Please gather every line below that contains the string "tree" and copy each one unchanged. Case counts.

### DATASET EXTRACT ###

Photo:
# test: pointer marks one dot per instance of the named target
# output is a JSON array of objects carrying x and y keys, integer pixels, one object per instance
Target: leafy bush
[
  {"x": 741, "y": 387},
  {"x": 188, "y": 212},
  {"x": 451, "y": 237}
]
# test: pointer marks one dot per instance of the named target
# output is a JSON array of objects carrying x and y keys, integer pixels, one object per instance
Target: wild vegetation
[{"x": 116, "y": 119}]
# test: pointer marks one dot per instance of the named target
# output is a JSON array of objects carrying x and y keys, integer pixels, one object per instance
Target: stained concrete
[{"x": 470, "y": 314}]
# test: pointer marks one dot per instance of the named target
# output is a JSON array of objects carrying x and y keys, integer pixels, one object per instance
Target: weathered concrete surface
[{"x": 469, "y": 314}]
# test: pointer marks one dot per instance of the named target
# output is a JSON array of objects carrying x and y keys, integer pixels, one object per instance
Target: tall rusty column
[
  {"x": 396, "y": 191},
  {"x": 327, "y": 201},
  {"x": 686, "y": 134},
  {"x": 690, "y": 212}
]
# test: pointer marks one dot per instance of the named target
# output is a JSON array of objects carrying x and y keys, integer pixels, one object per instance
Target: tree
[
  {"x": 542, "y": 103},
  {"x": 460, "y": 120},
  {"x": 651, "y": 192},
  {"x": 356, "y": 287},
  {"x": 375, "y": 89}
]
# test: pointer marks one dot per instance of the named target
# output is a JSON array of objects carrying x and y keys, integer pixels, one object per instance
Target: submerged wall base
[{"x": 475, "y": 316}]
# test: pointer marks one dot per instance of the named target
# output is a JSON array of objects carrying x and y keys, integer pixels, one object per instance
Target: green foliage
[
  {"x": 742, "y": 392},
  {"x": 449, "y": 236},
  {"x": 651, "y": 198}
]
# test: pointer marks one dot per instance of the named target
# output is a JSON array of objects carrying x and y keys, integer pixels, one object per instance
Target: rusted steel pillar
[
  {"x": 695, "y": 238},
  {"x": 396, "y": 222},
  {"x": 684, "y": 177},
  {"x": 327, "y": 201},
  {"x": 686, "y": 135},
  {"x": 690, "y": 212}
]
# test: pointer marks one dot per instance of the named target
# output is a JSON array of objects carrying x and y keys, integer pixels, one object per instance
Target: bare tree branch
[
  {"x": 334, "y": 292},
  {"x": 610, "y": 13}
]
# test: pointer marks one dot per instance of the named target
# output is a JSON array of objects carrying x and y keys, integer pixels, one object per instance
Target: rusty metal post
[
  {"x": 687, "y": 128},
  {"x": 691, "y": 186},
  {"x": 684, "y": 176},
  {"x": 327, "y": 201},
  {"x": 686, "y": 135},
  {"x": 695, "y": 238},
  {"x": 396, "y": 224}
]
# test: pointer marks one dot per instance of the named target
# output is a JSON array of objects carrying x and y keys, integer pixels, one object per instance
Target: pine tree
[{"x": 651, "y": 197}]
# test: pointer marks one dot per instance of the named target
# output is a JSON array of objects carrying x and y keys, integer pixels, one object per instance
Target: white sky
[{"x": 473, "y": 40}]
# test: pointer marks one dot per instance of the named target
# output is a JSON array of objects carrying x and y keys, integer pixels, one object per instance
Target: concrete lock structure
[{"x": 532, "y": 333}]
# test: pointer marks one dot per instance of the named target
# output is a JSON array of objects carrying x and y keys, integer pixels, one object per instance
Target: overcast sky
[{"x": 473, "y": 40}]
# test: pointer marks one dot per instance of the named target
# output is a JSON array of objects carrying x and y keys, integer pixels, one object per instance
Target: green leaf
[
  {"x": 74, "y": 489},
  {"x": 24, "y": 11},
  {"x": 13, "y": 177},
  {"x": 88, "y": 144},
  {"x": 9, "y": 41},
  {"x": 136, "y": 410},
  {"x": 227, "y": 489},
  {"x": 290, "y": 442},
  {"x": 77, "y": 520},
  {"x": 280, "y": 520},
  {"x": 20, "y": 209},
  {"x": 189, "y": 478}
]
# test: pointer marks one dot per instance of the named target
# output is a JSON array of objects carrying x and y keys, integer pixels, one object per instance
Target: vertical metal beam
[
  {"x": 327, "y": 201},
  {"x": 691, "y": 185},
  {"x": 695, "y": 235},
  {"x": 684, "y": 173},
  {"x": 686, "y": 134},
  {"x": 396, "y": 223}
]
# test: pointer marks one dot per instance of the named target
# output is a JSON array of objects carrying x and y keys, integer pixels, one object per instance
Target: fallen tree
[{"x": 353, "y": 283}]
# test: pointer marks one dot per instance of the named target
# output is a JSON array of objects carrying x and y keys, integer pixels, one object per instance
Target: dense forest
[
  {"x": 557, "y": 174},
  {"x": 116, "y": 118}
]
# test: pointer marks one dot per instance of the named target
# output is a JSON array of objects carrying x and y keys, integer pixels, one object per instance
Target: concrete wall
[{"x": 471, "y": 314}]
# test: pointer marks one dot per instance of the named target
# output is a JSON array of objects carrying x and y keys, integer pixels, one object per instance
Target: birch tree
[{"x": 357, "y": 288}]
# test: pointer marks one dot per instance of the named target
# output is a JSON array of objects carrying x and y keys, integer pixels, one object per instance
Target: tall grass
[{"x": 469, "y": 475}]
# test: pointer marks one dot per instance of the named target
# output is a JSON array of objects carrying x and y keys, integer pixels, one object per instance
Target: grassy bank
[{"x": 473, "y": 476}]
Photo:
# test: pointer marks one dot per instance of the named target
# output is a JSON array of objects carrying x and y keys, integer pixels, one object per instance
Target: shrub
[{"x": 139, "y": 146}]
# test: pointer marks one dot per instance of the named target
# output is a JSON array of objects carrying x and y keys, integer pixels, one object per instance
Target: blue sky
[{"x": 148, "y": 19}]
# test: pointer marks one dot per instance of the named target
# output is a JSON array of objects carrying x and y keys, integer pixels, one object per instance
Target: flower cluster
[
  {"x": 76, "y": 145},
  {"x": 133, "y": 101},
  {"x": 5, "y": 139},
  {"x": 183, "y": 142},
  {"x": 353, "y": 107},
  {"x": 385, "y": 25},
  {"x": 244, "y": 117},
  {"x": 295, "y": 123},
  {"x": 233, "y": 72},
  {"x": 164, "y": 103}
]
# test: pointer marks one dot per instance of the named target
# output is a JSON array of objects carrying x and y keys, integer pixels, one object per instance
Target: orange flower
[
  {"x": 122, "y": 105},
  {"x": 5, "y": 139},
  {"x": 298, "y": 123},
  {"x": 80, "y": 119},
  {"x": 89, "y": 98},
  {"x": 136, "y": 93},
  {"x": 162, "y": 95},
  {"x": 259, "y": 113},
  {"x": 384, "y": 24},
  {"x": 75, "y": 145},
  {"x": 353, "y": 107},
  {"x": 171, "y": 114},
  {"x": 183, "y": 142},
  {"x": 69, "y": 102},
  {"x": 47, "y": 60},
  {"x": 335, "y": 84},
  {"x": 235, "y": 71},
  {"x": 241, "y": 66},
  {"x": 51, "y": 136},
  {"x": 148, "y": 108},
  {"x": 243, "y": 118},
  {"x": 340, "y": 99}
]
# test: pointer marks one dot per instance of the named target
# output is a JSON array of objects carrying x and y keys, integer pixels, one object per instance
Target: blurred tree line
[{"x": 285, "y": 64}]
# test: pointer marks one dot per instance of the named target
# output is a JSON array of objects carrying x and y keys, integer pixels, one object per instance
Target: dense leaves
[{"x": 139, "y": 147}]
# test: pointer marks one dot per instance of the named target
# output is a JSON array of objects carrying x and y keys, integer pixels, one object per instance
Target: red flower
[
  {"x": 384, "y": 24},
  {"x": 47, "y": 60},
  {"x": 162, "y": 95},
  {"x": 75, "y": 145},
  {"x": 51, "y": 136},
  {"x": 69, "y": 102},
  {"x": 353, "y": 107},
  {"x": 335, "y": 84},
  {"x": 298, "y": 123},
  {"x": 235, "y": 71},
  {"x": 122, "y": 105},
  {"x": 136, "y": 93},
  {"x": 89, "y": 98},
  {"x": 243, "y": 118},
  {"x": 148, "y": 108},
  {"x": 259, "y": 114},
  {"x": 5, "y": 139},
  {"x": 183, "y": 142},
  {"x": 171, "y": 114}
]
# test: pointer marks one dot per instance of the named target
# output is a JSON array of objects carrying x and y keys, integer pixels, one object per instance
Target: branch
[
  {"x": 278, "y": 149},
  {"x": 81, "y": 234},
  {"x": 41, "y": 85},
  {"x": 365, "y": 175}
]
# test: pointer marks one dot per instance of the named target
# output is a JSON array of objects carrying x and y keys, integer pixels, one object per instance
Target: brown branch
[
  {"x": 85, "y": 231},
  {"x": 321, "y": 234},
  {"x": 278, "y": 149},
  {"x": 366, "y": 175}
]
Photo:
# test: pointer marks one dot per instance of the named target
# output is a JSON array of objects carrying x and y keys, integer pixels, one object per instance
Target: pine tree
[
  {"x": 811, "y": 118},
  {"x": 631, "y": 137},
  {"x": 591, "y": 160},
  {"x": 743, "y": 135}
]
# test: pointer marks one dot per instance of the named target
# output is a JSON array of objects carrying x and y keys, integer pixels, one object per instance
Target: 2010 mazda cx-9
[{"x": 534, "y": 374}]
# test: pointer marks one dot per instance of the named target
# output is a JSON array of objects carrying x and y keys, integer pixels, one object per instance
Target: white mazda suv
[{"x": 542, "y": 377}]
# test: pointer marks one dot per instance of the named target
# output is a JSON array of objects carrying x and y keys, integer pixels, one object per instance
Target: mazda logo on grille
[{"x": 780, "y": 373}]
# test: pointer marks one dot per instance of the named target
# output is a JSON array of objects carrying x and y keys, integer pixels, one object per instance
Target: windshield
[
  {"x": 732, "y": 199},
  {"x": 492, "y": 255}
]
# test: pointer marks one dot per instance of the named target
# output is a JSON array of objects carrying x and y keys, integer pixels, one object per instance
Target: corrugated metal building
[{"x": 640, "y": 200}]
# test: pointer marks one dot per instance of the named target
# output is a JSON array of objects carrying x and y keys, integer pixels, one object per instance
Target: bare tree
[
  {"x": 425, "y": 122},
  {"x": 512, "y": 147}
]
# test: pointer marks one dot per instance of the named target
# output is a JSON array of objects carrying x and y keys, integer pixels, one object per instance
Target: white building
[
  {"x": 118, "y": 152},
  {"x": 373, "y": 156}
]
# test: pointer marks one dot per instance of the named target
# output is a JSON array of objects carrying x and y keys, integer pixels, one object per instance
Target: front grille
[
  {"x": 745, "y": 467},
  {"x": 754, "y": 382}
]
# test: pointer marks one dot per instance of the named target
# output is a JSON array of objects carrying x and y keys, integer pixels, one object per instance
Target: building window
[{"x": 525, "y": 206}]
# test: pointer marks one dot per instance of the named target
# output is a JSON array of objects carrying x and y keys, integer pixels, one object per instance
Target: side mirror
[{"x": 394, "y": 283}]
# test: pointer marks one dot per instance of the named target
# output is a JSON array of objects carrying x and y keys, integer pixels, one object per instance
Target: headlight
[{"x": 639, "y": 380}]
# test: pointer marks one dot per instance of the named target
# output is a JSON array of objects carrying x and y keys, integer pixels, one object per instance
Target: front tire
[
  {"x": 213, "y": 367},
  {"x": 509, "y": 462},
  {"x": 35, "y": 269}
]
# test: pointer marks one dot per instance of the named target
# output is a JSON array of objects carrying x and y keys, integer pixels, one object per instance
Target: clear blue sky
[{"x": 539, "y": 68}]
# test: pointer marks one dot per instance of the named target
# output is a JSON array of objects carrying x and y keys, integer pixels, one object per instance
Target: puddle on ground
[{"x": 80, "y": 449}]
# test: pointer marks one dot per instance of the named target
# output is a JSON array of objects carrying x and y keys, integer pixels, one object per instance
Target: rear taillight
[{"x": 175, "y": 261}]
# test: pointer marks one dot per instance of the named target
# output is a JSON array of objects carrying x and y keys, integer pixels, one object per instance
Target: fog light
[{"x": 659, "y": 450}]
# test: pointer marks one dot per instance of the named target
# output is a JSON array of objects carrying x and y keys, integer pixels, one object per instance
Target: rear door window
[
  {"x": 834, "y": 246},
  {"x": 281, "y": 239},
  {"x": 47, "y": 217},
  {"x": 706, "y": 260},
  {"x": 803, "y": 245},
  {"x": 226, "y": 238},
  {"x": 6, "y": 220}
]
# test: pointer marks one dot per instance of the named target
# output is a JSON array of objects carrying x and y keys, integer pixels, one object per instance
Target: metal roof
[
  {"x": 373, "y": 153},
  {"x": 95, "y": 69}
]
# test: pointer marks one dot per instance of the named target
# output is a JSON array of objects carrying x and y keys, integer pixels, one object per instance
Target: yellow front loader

###

CORRECT RESULT:
Target: tree
Target: bare tree branch
Target: pine tree
Target: fallen tree
Target: birch tree
Target: blurred tree line
Target: pine tree
Target: bare tree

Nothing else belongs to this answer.